- _Exercise input_
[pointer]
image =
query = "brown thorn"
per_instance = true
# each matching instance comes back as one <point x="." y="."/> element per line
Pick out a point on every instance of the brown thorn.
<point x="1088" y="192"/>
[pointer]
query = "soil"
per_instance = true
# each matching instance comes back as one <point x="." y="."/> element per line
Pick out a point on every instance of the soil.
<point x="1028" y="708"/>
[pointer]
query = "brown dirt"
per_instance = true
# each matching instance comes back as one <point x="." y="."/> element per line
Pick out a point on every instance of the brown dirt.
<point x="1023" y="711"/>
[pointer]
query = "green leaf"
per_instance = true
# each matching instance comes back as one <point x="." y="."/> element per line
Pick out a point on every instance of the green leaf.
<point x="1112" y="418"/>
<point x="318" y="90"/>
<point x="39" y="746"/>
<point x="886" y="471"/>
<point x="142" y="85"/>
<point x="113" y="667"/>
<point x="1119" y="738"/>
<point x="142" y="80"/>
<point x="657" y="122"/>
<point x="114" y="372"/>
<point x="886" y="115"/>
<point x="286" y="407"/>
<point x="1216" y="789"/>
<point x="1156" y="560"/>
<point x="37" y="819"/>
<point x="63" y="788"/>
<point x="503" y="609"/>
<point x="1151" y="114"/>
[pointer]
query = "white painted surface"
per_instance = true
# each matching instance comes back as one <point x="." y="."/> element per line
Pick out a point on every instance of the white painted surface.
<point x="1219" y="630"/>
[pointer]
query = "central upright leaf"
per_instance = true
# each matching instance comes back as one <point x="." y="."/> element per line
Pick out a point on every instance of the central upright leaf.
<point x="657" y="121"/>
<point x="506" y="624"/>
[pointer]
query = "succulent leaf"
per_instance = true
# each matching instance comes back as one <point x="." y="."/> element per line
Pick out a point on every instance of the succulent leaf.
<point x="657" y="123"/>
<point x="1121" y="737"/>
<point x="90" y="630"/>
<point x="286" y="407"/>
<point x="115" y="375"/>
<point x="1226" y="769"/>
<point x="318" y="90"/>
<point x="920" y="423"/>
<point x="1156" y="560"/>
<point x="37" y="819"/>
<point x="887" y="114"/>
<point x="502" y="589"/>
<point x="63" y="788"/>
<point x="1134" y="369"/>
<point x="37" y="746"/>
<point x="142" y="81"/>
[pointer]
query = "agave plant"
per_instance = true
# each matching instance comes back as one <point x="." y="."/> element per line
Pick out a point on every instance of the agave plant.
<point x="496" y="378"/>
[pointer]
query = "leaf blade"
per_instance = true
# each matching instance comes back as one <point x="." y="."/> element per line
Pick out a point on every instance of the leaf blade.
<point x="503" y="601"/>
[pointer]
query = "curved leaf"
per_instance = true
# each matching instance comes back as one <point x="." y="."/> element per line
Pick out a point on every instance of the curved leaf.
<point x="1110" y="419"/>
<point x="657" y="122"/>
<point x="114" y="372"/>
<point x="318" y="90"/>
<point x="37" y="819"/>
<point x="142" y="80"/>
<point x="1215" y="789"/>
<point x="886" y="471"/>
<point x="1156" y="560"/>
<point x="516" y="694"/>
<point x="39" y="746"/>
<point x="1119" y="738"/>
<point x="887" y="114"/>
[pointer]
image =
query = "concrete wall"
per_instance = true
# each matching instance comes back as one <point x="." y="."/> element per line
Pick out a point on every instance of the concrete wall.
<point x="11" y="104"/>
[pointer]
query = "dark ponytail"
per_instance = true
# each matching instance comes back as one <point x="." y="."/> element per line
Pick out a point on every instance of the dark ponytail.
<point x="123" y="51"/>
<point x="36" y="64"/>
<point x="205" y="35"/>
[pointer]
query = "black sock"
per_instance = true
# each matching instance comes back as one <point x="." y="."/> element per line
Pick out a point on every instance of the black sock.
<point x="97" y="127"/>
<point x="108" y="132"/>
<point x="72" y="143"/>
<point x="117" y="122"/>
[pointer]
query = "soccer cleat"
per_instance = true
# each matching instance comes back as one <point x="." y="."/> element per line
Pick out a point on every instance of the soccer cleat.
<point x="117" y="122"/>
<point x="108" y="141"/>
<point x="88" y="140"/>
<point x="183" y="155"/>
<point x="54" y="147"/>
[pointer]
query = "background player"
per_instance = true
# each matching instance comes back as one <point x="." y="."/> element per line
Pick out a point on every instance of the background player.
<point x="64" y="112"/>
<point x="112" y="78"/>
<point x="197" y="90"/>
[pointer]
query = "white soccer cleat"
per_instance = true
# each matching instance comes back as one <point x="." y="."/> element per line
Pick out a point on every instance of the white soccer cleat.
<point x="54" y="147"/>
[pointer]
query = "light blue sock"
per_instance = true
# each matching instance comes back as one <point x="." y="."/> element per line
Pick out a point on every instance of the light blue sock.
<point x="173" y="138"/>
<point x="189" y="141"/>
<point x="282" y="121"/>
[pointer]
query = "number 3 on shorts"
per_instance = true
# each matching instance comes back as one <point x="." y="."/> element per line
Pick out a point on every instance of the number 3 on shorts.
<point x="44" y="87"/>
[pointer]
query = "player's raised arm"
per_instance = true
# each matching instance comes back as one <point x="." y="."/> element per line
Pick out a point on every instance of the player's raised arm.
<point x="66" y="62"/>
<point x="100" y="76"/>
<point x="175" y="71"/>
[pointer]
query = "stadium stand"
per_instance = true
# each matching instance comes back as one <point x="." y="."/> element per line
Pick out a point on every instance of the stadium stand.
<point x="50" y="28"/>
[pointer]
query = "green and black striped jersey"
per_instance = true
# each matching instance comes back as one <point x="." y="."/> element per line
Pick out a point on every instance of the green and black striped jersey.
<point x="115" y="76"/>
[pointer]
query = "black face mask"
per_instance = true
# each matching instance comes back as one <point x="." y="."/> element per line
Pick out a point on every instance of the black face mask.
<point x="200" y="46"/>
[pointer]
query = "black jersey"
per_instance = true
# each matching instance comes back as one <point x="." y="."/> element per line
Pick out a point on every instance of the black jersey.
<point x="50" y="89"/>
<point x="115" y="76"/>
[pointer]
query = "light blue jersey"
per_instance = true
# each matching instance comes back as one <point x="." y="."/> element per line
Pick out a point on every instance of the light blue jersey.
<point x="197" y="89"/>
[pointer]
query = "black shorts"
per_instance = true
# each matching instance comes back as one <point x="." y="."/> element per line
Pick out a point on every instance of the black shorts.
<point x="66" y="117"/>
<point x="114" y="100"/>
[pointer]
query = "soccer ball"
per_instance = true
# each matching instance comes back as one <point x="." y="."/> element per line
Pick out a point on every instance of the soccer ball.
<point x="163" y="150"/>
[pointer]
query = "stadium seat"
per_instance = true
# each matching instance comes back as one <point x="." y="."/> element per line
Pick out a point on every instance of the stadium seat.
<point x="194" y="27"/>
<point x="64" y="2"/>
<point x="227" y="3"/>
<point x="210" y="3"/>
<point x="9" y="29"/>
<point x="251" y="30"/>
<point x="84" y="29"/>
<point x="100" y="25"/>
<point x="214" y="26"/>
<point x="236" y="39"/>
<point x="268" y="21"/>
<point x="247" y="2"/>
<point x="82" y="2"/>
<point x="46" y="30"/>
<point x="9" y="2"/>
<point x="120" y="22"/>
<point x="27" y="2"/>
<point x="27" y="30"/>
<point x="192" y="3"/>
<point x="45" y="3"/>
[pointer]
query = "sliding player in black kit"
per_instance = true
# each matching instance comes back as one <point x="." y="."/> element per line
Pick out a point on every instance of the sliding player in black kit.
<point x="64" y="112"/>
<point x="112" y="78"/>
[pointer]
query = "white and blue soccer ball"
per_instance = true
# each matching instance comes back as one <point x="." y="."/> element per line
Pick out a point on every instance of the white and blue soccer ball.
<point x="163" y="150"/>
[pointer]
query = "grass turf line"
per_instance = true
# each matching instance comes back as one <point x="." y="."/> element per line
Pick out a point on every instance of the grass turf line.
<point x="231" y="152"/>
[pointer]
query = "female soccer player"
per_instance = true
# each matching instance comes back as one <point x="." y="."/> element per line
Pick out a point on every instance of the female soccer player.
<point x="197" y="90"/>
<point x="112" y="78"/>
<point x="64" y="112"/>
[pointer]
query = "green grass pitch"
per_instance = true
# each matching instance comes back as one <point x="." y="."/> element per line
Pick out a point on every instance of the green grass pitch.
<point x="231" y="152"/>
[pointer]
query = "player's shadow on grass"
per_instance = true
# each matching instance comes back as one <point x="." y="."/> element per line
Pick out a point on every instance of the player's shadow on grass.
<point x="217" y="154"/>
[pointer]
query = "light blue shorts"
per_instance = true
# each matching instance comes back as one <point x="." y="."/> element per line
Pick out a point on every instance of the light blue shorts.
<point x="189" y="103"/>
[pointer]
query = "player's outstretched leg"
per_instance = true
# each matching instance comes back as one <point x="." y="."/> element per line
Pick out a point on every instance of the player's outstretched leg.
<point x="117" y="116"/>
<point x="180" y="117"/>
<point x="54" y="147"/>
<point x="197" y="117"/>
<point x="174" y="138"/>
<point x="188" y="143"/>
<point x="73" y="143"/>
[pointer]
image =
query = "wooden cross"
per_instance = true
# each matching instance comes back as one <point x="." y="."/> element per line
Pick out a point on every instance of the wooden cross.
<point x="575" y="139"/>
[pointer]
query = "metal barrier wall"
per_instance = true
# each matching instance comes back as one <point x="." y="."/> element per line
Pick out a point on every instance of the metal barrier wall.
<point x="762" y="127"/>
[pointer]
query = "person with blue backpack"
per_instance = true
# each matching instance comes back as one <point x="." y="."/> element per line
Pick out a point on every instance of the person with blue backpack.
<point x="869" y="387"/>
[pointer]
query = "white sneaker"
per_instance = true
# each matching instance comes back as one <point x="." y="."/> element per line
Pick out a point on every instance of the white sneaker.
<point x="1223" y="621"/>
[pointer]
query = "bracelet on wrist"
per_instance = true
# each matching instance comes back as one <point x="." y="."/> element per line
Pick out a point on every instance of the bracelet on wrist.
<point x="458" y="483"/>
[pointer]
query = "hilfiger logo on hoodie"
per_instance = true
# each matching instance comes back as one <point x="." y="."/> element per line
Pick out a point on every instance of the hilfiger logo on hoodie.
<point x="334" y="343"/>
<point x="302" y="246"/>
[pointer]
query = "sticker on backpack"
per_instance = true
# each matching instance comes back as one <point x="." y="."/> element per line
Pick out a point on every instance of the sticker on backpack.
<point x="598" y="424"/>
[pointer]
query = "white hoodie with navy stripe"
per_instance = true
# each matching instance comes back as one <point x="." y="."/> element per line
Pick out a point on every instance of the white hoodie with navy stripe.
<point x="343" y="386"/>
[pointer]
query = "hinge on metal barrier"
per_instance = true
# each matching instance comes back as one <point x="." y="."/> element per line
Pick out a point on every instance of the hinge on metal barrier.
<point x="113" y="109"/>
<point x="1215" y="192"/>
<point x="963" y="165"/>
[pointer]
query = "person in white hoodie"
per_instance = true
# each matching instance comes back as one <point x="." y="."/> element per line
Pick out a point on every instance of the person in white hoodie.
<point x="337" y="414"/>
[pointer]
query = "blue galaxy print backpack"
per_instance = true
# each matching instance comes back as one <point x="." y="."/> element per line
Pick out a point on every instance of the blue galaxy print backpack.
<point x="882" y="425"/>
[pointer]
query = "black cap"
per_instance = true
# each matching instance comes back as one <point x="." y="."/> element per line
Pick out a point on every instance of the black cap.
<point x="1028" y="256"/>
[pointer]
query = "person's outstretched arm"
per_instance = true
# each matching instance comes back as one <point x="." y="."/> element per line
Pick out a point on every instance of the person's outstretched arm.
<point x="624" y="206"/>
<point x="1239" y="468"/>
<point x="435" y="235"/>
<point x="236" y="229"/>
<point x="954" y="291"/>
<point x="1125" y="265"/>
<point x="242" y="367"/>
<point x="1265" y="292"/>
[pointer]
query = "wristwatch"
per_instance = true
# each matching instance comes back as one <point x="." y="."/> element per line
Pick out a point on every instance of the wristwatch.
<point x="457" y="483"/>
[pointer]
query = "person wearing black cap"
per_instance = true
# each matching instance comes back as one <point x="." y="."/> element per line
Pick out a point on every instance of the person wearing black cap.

- _Task_
Report how many lines in the records above contain the word "brown". Give only the number.

- _Output below_
4